Felix Moser (Bild oben)
Jahrgang: 1968
Partei: Grüne
Politische Mandate: Gemeinderat und Präsident Grüne Stadt Zürich
Beruf: Unternehmer
www.felixmoser.ch

Mauro Tuena (Bild unten)
Jahrgang: 1972
Partei: SVP
Politische Mandate: Nationalrat und Präsident SVP Stadt Zürich
Beruf: Computertechniker
www.mauro-tuena.ch

Felix Moser: In der Stadt Zürich arbeiten an vielen Orten ausländische Mitarbeiterinnen und Mitarbeiter. In den Stadtspitälern, in den Alters- und Pflegezentren, in unseren tollen Restaurants, auf allen wichtigen Baustellen – aber auch in der Wirtschaft, bei Banken oder den IT-Konzernen sind viele Personen aus dem Ausland beschäftigt. Wer wird all diese wichtigen Aufgaben übernehmen, wenn die SVP die Zuwanderung verboten hat?

Mauro Tuena: Die Begrenzungsinitiative, welche im Mai zur Abstimmung kommt, will die Zuwanderung nicht verbieten. Sie will – analog Bundesverfassung Artikel 121a –, dass die Schweiz die Zuwanderung von Ausländerinnen und Ausländern eigenständig steuert. Wie soll unser Sozialsystem die finanzielle Last der Zuwanderung tragen?

Felix Moser: Fachkräfte, die in Zürich arbeiten, tragen mit ihrem Verdienst zu einer gesunden Wirtschaft bei, sie zahlen Steuern und Sozialabgaben. Daher belasten sie das Sozialsystem nicht. Die Finanzierung der Sozialwerke wird immer schwieriger, weil die Bevölkerung immer älter wird – unabhängig von der Zuwanderung.

Mauro Tuena: Gegen Fachkräfte, welche wir wirklich brauchen, hat niemand etwas einzuwenden. Aber jene, welche hierherkommen und gleich unser Sozialsystem belasten, die sind das Problem. Zudem finden heute schon etwas ältere Menschen kaum mehr einen Job. Diesen Mitbürgern sollten wir helfen.

• Datensätze

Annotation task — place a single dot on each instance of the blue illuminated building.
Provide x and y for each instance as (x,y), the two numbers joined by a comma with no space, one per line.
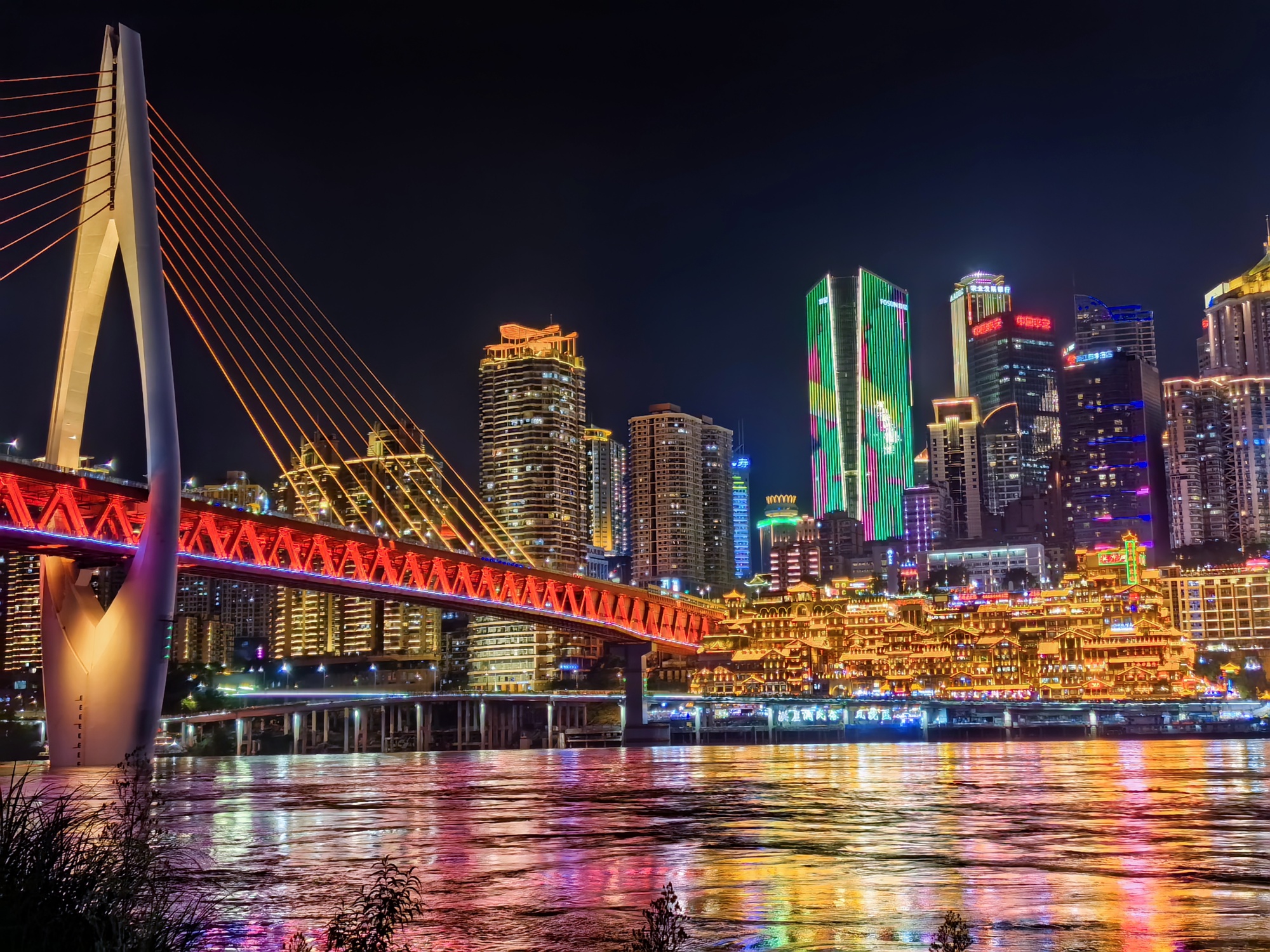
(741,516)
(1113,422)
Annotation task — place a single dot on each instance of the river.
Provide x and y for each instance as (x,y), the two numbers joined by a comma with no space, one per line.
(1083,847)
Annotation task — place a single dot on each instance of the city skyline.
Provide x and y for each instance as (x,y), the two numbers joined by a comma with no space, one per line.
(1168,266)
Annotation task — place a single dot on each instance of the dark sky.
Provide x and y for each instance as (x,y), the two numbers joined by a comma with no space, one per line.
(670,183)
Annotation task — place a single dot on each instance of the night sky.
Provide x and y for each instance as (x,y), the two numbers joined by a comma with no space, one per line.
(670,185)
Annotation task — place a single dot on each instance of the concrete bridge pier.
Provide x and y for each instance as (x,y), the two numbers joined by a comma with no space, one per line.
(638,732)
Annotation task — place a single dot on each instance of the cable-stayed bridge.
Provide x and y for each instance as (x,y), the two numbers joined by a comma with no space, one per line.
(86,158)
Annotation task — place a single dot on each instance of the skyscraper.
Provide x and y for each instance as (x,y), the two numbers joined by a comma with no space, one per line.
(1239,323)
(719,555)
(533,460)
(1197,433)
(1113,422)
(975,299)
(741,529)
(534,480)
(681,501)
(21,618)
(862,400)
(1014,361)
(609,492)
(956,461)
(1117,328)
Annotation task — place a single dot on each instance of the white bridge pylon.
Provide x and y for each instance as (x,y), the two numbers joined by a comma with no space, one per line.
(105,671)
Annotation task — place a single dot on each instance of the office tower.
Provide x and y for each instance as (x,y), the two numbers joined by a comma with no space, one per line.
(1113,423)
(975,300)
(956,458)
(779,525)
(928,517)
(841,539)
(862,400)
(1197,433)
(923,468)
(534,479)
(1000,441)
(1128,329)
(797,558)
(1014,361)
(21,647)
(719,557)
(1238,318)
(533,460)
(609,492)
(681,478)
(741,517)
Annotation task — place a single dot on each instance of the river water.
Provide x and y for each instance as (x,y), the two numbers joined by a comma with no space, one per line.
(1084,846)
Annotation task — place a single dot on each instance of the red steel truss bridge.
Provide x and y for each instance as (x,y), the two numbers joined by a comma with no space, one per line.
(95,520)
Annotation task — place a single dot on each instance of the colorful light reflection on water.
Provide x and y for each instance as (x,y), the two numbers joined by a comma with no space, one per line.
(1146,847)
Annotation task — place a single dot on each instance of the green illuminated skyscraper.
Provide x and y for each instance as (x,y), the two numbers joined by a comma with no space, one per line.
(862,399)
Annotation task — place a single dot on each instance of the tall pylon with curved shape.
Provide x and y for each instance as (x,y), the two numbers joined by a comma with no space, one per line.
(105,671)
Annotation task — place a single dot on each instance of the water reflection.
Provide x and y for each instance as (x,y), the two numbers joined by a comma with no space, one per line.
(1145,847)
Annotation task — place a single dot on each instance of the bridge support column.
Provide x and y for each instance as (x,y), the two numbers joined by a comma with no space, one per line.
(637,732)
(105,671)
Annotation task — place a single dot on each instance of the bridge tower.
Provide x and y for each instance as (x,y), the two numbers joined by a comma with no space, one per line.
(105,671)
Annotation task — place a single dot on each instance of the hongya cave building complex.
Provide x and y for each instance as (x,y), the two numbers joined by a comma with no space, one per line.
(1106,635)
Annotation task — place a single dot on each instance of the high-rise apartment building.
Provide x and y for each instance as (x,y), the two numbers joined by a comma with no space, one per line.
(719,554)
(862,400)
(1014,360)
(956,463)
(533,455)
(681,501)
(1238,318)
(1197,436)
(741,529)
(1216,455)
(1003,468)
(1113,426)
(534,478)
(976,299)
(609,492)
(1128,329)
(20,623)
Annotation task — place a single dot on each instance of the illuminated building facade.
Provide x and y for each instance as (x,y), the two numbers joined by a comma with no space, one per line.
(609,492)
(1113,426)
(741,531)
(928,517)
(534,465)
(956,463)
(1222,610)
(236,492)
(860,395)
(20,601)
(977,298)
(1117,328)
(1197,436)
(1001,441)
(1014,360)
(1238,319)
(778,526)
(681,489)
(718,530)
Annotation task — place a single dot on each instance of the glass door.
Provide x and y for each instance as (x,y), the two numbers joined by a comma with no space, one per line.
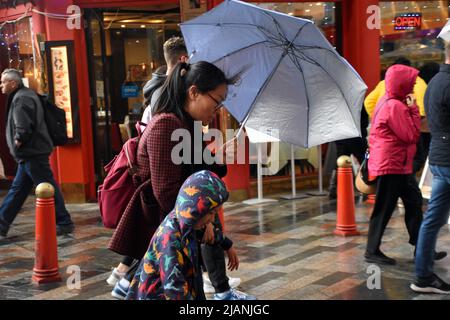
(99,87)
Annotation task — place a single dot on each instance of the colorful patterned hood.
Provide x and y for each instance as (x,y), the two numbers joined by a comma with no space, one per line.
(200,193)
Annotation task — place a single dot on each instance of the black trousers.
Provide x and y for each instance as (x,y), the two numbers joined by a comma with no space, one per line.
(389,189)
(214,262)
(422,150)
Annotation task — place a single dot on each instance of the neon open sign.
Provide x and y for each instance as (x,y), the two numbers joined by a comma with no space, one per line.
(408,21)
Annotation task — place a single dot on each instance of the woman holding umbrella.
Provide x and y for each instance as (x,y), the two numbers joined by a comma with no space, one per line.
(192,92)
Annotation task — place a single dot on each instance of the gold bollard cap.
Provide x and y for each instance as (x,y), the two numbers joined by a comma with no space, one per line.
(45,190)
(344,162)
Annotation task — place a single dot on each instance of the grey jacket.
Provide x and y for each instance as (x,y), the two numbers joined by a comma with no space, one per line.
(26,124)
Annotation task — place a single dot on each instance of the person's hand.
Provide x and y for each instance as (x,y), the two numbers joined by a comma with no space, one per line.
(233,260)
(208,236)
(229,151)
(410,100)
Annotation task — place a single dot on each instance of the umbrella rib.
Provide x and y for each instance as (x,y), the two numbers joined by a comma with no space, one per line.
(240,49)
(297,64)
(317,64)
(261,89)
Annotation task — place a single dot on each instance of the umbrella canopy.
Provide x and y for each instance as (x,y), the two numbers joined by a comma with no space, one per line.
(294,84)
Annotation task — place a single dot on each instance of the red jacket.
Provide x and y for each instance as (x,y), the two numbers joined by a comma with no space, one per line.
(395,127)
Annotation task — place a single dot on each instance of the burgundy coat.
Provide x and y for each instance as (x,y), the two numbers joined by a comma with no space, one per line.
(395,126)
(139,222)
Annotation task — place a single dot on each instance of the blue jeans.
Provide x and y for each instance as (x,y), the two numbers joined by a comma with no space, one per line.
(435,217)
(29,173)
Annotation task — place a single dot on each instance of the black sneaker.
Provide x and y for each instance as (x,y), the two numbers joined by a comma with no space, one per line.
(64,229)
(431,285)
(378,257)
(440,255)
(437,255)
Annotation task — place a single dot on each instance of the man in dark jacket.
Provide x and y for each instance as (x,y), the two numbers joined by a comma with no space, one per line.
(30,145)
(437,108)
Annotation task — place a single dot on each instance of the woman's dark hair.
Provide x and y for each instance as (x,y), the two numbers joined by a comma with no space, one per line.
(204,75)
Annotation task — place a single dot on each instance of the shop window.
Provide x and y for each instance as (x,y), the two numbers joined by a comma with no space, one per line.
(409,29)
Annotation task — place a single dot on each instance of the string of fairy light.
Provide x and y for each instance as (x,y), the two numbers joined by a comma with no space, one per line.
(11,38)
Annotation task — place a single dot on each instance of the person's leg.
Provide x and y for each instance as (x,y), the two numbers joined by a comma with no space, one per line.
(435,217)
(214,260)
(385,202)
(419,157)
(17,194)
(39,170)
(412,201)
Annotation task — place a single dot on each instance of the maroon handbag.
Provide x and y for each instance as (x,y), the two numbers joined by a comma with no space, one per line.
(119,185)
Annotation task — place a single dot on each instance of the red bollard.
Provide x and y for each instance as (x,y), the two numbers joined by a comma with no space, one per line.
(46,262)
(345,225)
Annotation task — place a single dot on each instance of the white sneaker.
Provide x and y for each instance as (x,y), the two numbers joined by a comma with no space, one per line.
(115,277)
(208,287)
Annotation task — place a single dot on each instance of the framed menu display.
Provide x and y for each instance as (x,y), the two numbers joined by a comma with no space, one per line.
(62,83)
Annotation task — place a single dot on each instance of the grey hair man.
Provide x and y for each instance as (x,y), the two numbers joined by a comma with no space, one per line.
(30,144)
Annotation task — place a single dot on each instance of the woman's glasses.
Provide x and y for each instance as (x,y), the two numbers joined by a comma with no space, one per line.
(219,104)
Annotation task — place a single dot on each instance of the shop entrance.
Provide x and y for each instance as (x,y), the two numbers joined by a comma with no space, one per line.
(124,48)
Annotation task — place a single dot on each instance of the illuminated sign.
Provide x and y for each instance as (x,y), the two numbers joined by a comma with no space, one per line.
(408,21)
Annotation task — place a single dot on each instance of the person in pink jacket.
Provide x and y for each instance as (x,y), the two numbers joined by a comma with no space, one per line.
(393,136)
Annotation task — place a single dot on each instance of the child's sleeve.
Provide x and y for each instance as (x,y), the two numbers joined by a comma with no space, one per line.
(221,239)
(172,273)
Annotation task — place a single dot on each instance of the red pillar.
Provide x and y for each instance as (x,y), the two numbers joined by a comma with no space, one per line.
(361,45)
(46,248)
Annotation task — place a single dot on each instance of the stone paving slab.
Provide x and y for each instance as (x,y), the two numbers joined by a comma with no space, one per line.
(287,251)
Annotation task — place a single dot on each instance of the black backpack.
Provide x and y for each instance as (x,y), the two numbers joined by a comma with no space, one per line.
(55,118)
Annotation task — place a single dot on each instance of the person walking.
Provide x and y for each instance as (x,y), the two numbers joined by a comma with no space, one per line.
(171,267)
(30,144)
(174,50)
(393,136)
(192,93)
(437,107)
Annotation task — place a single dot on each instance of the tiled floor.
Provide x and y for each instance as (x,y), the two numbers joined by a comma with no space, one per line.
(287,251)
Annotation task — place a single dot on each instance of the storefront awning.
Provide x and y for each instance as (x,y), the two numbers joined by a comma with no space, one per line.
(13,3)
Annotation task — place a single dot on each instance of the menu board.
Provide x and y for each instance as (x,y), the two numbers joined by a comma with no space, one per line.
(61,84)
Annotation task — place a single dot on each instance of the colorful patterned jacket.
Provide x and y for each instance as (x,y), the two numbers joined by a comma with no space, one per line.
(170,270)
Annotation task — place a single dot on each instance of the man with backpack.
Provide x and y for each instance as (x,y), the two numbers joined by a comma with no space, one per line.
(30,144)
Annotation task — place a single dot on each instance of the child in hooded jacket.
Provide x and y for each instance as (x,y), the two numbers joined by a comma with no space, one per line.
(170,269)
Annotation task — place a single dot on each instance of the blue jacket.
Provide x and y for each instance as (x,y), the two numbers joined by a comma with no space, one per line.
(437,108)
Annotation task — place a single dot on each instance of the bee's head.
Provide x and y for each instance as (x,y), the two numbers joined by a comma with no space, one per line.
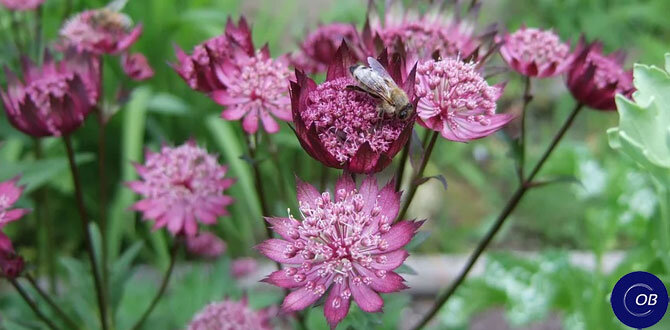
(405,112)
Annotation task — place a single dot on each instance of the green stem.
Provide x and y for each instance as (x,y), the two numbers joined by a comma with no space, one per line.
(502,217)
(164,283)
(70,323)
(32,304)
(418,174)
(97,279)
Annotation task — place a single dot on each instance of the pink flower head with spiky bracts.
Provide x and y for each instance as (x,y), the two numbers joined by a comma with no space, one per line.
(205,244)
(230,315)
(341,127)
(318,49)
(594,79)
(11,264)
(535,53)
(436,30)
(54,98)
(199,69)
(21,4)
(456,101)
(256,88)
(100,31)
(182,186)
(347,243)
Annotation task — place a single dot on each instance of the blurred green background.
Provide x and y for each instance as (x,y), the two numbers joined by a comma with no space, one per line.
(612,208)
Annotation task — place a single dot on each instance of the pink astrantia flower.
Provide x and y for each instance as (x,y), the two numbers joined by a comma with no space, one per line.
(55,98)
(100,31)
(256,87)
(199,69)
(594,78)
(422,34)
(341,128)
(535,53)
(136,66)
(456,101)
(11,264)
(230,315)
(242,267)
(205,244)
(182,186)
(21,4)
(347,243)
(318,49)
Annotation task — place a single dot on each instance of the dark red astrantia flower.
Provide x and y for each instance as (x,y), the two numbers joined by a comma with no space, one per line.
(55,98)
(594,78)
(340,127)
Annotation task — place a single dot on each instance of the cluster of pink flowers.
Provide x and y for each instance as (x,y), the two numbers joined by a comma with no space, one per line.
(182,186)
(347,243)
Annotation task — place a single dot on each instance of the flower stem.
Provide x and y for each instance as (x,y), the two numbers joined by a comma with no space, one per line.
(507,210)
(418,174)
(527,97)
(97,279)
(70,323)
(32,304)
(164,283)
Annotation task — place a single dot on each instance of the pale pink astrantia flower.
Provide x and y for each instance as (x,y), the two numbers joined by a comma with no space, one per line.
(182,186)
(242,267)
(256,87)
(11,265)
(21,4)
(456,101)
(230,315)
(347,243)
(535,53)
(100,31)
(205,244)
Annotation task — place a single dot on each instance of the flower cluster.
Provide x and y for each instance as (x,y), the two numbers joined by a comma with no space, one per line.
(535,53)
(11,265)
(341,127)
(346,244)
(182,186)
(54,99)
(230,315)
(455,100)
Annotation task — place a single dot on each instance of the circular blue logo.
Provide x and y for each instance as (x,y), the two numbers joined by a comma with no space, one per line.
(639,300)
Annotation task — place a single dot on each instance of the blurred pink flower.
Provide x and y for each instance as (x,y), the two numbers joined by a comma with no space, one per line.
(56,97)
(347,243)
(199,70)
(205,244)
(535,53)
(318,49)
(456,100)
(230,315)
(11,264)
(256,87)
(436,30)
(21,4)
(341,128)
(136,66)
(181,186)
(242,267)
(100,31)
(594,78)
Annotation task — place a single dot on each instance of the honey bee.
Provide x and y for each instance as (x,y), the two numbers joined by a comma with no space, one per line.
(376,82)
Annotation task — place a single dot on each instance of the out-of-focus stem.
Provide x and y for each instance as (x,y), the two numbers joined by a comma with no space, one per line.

• Aufgabenstellung
Schreiben Sie aus dem Streitgespräch über die Zuwanderung den Abschnitt von „Jahrgang: 1968“ bis einschließlich „Zuwanderung verboten hat?“ wortgetreu ab.

• Erwartete Antwort
Jahrgang: 1968
Partei: Grüne
Politische Mandate: Gemeinderat und Präsident Grüne Stadt Zürich
Beruf: Unternehmer
www.felixmoser.ch

Mauro Tuena (Bild unten)
Jahrgang: 1972
Partei: SVP
Politische Mandate: Nationalrat und Präsident SVP Stadt Zürich
Beruf: Computertechniker
www.mauro-tuena.ch

Felix Moser: In der Stadt Zürich arbeiten an vielen Orten ausländische Mitarbeiterinnen und Mitarbeiter. In den Stadtspitälern, in den Alters- und Pflegezentren, in unseren tollen Restaurants, auf allen wichtigen Baustellen – aber auch in der Wirtschaft, bei Banken oder den IT-Konzernen sind viele Personen aus dem Ausland beschäftigt. Wer wird all diese wichtigen Aufgaben übernehmen, wenn die SVP die Zuwanderung verboten hat?